* **EXTRACTED DATA**
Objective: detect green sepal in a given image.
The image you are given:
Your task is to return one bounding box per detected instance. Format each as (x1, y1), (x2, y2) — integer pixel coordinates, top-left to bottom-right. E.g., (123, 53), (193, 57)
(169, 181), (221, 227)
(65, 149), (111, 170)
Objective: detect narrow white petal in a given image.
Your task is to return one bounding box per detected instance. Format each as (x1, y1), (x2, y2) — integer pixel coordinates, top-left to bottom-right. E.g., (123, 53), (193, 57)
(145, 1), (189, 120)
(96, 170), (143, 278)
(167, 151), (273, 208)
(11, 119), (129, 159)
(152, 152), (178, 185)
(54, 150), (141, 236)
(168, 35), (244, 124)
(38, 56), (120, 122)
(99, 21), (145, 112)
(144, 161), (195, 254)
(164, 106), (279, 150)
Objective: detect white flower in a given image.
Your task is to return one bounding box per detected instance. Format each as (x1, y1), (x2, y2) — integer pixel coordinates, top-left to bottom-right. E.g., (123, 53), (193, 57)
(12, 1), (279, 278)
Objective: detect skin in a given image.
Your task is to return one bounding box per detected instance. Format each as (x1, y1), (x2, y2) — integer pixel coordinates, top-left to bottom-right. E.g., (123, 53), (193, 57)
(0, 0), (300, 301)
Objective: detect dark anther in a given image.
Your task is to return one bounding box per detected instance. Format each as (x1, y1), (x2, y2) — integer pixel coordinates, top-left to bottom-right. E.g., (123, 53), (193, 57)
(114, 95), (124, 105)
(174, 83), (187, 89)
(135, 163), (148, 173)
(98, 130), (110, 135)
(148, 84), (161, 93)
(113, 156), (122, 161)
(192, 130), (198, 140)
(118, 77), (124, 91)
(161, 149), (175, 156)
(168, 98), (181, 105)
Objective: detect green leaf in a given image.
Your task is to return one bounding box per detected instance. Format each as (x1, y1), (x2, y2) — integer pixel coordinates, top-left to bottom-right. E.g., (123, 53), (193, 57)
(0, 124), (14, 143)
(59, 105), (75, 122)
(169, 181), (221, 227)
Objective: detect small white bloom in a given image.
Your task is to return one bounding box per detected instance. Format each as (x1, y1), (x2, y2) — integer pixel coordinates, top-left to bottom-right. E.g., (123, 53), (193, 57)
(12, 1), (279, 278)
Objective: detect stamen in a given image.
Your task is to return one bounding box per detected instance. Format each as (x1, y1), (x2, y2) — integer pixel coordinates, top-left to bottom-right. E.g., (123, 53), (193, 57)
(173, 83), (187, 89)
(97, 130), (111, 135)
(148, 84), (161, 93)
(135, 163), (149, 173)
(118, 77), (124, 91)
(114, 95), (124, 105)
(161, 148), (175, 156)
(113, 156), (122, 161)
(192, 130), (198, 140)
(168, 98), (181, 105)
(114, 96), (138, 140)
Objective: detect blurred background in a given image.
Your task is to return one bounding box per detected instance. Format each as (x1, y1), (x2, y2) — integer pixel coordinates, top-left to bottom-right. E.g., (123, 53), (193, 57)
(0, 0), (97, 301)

* **WORK TO BE COMPLETED**
Convert the listing, starting at the line that contains "Objective: detect blurred" and running to its end, into a two-column CSV with the headers request and answer. Put each request's text and its answer in one quoted field apiece, one row per request, with line breaks replaced by spaces.

* **RESPONSE**
request,answer
"Objective: detect blurred background in a given image. Your task is to return one bounding box per detected instance. Format each as (x1, y1), (x2, y2) — integer pixel coordinates, top-left to bottom-right. E.g., (123, 53), (193, 57)","(0, 0), (97, 301)"